Coordinate labeling data
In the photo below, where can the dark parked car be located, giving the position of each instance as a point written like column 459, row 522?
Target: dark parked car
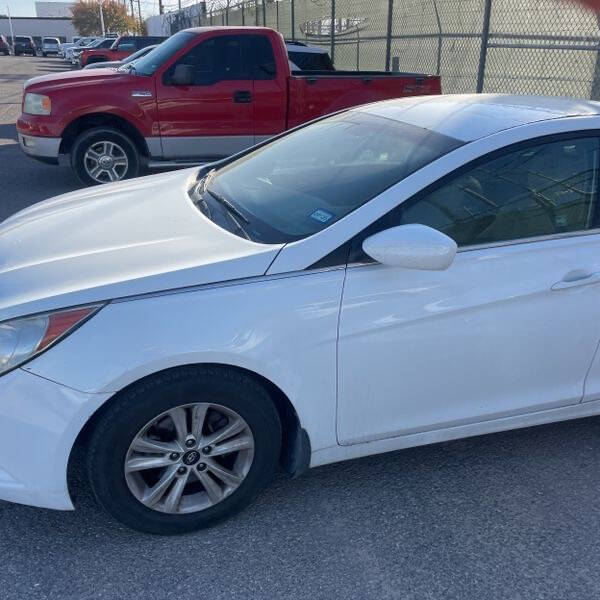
column 5, row 45
column 24, row 44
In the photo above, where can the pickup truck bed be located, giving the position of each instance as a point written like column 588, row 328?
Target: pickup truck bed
column 201, row 95
column 315, row 93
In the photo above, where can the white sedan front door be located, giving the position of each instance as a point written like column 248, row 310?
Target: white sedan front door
column 510, row 328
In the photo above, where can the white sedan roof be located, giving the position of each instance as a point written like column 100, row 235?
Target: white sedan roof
column 468, row 117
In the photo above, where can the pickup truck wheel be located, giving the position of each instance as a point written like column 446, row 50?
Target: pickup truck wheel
column 184, row 449
column 104, row 155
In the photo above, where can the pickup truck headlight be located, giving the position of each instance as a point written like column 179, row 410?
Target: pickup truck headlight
column 22, row 339
column 37, row 104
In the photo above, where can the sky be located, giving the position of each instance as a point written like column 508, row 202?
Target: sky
column 26, row 8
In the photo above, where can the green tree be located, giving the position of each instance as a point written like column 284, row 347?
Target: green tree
column 86, row 18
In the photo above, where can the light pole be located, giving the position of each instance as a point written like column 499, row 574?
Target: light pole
column 12, row 33
column 101, row 18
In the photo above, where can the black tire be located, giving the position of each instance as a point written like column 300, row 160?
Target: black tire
column 93, row 136
column 147, row 399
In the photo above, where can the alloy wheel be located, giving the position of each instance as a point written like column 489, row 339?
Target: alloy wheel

* Exercise: Without including any picture, repeat the data exactly.

* Problem solution:
In the photo below, where can the dark parked car be located, giving the position of each instance as a point written like column 459, row 522?
Target: dark parked car
column 5, row 45
column 24, row 44
In the photo above, where can the pickup truck bed be located, giving the position of each instance as a point written like column 588, row 328?
Target: pickup truck bed
column 201, row 95
column 315, row 93
In the photo above, where can the white sedan front door be located, giving the position of each instance as a point written like column 248, row 310?
Target: white sedan front door
column 510, row 328
In the photo above, where can the white sedan roof be located, giving the position of each instance as a point written like column 100, row 235?
Target: white sedan roof
column 468, row 117
In the photo above, where can the pickup truck wheel be located, giving the position of each instance as a point written like column 446, row 50?
Target: pickup truck wheel
column 184, row 449
column 104, row 155
In the photo above, where can the pickup truck headlight be located, giving the position of each instance as a point written like column 179, row 410?
Target: pickup truck headlight
column 22, row 339
column 37, row 104
In the photo above, where can the sky be located, giving the position of each instance as a point written like column 508, row 202?
Target: sky
column 26, row 8
In the photo above, where can the green tree be located, giving the position of each instance as a point written like column 284, row 347?
Target: green tree
column 86, row 18
In the photo above, where can the light pole be located, giving the position of each instance as a point written like column 499, row 574?
Target: light pole
column 12, row 33
column 101, row 18
In the photo above, where can the black tire be located, giving the position of each instance as a point written like column 300, row 160?
Target: black tire
column 93, row 136
column 147, row 399
In the photo above, where can the alloy wheel be located, giving the position of each instance as a point written like column 489, row 339?
Target: alloy wheel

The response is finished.